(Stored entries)
* * *

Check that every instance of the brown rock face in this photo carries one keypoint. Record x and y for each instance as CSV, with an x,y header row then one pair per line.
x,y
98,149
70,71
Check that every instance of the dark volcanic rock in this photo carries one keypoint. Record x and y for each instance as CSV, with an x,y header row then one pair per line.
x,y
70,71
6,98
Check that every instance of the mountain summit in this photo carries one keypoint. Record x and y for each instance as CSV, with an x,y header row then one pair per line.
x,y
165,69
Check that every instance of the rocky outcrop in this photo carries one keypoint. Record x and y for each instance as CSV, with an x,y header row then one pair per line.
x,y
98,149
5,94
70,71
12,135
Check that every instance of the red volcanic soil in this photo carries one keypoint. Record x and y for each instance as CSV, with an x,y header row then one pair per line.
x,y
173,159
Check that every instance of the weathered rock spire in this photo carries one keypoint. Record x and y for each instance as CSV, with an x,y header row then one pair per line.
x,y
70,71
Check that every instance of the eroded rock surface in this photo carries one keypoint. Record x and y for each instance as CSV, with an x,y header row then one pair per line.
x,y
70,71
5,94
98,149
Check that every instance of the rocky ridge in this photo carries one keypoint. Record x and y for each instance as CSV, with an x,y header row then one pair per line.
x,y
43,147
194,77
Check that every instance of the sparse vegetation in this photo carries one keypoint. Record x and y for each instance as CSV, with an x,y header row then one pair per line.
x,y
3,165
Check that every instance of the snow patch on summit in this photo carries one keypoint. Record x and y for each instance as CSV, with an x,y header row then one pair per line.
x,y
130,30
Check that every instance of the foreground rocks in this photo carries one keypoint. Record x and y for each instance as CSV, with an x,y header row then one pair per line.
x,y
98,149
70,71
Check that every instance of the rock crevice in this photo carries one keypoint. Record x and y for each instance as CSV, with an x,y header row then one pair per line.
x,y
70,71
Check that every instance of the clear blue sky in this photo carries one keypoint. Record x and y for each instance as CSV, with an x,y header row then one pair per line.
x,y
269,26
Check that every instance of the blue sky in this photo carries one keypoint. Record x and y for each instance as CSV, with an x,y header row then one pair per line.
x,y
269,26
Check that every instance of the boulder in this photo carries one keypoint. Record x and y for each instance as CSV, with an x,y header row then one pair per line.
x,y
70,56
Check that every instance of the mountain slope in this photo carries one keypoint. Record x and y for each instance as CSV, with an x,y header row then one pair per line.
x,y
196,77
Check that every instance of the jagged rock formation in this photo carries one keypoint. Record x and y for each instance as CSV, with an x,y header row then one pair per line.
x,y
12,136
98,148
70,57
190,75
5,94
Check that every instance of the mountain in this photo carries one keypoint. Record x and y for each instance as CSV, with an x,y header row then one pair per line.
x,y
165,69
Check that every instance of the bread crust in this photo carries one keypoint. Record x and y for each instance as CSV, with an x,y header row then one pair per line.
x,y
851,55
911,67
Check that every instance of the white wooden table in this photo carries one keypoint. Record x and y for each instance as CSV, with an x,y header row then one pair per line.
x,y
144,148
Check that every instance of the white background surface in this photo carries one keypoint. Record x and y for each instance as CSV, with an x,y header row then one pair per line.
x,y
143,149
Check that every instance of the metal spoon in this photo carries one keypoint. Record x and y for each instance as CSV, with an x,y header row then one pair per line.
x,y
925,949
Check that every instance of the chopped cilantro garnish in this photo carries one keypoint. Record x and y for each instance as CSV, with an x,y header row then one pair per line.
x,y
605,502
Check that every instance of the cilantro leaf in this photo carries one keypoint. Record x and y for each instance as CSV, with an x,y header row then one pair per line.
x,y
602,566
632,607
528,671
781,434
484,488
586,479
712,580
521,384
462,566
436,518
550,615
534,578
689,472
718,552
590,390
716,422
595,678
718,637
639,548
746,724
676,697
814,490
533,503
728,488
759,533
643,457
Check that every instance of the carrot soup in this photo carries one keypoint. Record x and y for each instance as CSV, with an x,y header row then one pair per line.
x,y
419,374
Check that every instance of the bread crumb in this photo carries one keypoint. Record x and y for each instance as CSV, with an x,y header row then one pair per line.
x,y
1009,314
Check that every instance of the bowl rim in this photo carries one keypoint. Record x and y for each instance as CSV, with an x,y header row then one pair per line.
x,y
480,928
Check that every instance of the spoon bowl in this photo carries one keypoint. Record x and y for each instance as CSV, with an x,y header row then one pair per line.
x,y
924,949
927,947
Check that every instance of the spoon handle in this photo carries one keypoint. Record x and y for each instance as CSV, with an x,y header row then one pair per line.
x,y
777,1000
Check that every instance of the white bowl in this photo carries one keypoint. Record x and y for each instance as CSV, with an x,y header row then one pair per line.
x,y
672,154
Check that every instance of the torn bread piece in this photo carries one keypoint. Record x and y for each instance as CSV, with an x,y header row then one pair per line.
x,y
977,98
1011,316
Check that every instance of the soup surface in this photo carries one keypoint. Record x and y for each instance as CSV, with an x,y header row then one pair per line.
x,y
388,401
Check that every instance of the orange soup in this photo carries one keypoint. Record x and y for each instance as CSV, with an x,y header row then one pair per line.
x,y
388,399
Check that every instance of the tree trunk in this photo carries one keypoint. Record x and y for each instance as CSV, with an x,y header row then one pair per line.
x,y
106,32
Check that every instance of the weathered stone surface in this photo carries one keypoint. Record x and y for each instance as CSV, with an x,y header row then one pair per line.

* * *

§ THE REQUEST:
Render every line of the data above as a Markdown table with two columns, Row and Data line: put a sequential number under Row and the line under Data line, and omit blank lines.

§ WRITTEN ANSWER:
| Row | Data line |
|---|---|
| 1 | Check that every instance of the brown rock face in this photo carries one keypoint. Record x and y for each instance as CSV, with an x,y header row then one pair per line. |
| 2 | x,y |
| 3 | 98,149 |
| 4 | 70,71 |
| 5 | Check that every instance of the dark volcanic rock in this photo carries one keypoint. Record x and y for each instance as CSV, with an x,y header row then one pair per line. |
| 6 | x,y |
| 7 | 70,71 |
| 8 | 6,98 |
| 9 | Check that every instance of the mountain summit in this photo carries one keypoint. Record x and y for each instance as CSV, with an x,y header row then one pair per line. |
| 10 | x,y |
| 11 | 165,69 |
| 12 | Check that every instance of the rocky outcrop in this photo carries one keypoint. Record x and y for each instance as CSV, with an x,y header row then one pair per line. |
| 13 | x,y |
| 14 | 98,149 |
| 15 | 5,94 |
| 16 | 70,71 |
| 17 | 12,135 |
| 18 | Check that every instance of the red volcanic soil in this photo carries one keypoint. Record x and y for each instance as CSV, with an x,y header row then one pair per line. |
| 19 | x,y |
| 20 | 173,159 |
| 21 | Check that every instance of the weathered rock spire in this photo carries one keypoint. Record x and y for each instance as CSV, with an x,y header row then one pair per line. |
| 22 | x,y |
| 23 | 70,71 |
| 24 | Check that every instance of the eroded rock surface in this photo carries one keypoint. Record x and y for each instance as CSV, with an x,y header row then one pair per line. |
| 25 | x,y |
| 26 | 70,71 |
| 27 | 5,94 |
| 28 | 98,149 |
| 29 | Check that every instance of the rocky ridge in this photo carries one keypoint. Record x and y for each instance as CSV, with an x,y header row then one pair per line. |
| 30 | x,y |
| 31 | 43,147 |
| 32 | 194,77 |
| 33 | Check that every instance of the sparse vegetation in this photo carries one keypoint. Record x and y for each instance as CSV, with an x,y header row then one pair per line. |
| 34 | x,y |
| 35 | 3,165 |
| 36 | Check that every instance of the snow patch on summit in this photo carries one keypoint. Record x and y for each instance as CSV, with an x,y header row then one pair per line. |
| 37 | x,y |
| 38 | 130,30 |
| 39 | Check that every instance of the foreground rocks in this photo carries one keypoint. Record x and y for each instance as CSV, with an x,y header row then one pair per line. |
| 40 | x,y |
| 41 | 98,149 |
| 42 | 70,71 |
| 43 | Check that every instance of the rock crevice in this photo carries one keypoint. Record x and y for each instance as CSV, with an x,y header row then one pair per line. |
| 44 | x,y |
| 45 | 70,71 |
| 46 | Check that every instance of the clear blue sky in this photo carries one keypoint. Record x and y for each instance as CSV, with an x,y header row then one pair per line. |
| 47 | x,y |
| 48 | 269,26 |
| 49 | Check that every instance of the blue sky in this photo carries one keypoint. Record x and y for each instance as CSV, with an x,y header row then one pair per line. |
| 50 | x,y |
| 51 | 269,26 |
| 52 | Check that every instance of the boulder in this photo carries one keypoint. Record x and y for each instance as CSV, with an x,y header row then one pair per line. |
| 53 | x,y |
| 54 | 70,56 |
| 55 | Check that every instance of the mountain slope in this photo carries one keypoint. Record x and y for each instance as CSV, with an x,y header row then one pair per line. |
| 56 | x,y |
| 57 | 196,77 |
| 58 | Check that every instance of the jagged rock formation in this photo carries one keypoint. Record x and y for each instance as CSV, with an x,y header row then one pair per line. |
| 59 | x,y |
| 60 | 12,136 |
| 61 | 98,148 |
| 62 | 70,57 |
| 63 | 190,75 |
| 64 | 5,94 |
| 65 | Check that every instance of the mountain in this photo carries one keypoint. Record x and y for each instance as CSV, with an x,y header row then one pair per line. |
| 66 | x,y |
| 67 | 165,69 |
| 68 | Check that every instance of the bread crust in this photo carries one keypoint. Record x and y for each instance as CSV, with an x,y header row then one pair per line. |
| 69 | x,y |
| 70 | 851,55 |
| 71 | 911,67 |
| 72 | Check that every instance of the white wooden table in this photo carries one keypoint. Record x and y for each instance as CSV, with an x,y header row then one pair per line. |
| 73 | x,y |
| 74 | 144,148 |
| 75 | Check that every instance of the white background surface in this photo carries one keypoint. Record x and y for each instance as CSV, with an x,y header row then one pair per line. |
| 76 | x,y |
| 77 | 143,149 |
| 78 | Check that every instance of the metal spoon in this photo carries one keypoint. Record x and y for each instance as CSV, with an x,y header row then one pair per line. |
| 79 | x,y |
| 80 | 925,949 |
| 81 | Check that every instance of the chopped cilantro garnish in this photo carries one keypoint. Record x and y for each instance as CSV, with an x,y header row then one pair per line. |
| 82 | x,y |
| 83 | 605,502 |
| 84 | Check that every instance of the cilantro leaf in this photo carries one keypoint. Record x and y for each instance as CSV, with an x,y header row then one pair per line. |
| 85 | x,y |
| 86 | 602,566 |
| 87 | 632,607 |
| 88 | 528,671 |
| 89 | 781,434 |
| 90 | 484,488 |
| 91 | 586,479 |
| 92 | 712,580 |
| 93 | 521,384 |
| 94 | 462,566 |
| 95 | 436,518 |
| 96 | 550,615 |
| 97 | 534,578 |
| 98 | 689,472 |
| 99 | 718,552 |
| 100 | 590,390 |
| 101 | 716,422 |
| 102 | 595,678 |
| 103 | 718,637 |
| 104 | 639,548 |
| 105 | 746,724 |
| 106 | 676,697 |
| 107 | 814,490 |
| 108 | 533,503 |
| 109 | 728,488 |
| 110 | 759,533 |
| 111 | 643,457 |
| 112 | Check that every instance of the carrot soup in this photo carries one keypoint. Record x and y for each instance as CSV, with an x,y header row then one pair per line. |
| 113 | x,y |
| 114 | 419,374 |
| 115 | Check that every instance of the bread crumb in this photo carries one keypoint. Record x and y for each instance as CSV, with an x,y header row then one pair per line. |
| 116 | x,y |
| 117 | 1009,314 |
| 118 | Check that every instance of the bowl rim in this photo carries one keypoint. Record x and y for each instance as CSV, with an x,y header row then one pair per line. |
| 119 | x,y |
| 120 | 480,928 |
| 121 | Check that every instance of the spoon bowl in this photo carries one keypoint. Record x and y for each instance as CSV, with an x,y header row then one pair per line. |
| 122 | x,y |
| 123 | 924,949 |
| 124 | 927,947 |
| 125 | Check that every instance of the spoon handle in this photo carries one keypoint. Record x and y for each instance as CSV, with an x,y header row then one pair per line. |
| 126 | x,y |
| 127 | 777,1000 |
| 128 | Check that every instance of the white bowl in this photo carries one keypoint. Record x and y for each instance as CSV, with an x,y header row then one pair per line. |
| 129 | x,y |
| 130 | 672,154 |
| 131 | Check that every instance of the torn bread piece in this photo carries one keypoint. Record x and y for each instance as CSV, with an x,y header row then one pair per line. |
| 132 | x,y |
| 133 | 977,98 |
| 134 | 1011,316 |
| 135 | Check that every instance of the soup surface in this photo carries one keypoint. Record x and y for each instance as CSV, with an x,y header row then one pair per line. |
| 136 | x,y |
| 137 | 388,401 |
| 138 | Check that every instance of the orange soup in this photo carries one keypoint. Record x and y for each instance as CSV, with an x,y header row then one pair per line. |
| 139 | x,y |
| 140 | 388,399 |
| 141 | Check that every instance of the tree trunk in this photo carries one keypoint. Record x and y for each instance as CSV, with an x,y header row then one pair per line. |
| 142 | x,y |
| 143 | 106,32 |
| 144 | Check that every instance of the weathered stone surface in this photo carries one keypoint. Record x and y for each instance as CSV, with an x,y header row then one pair per line. |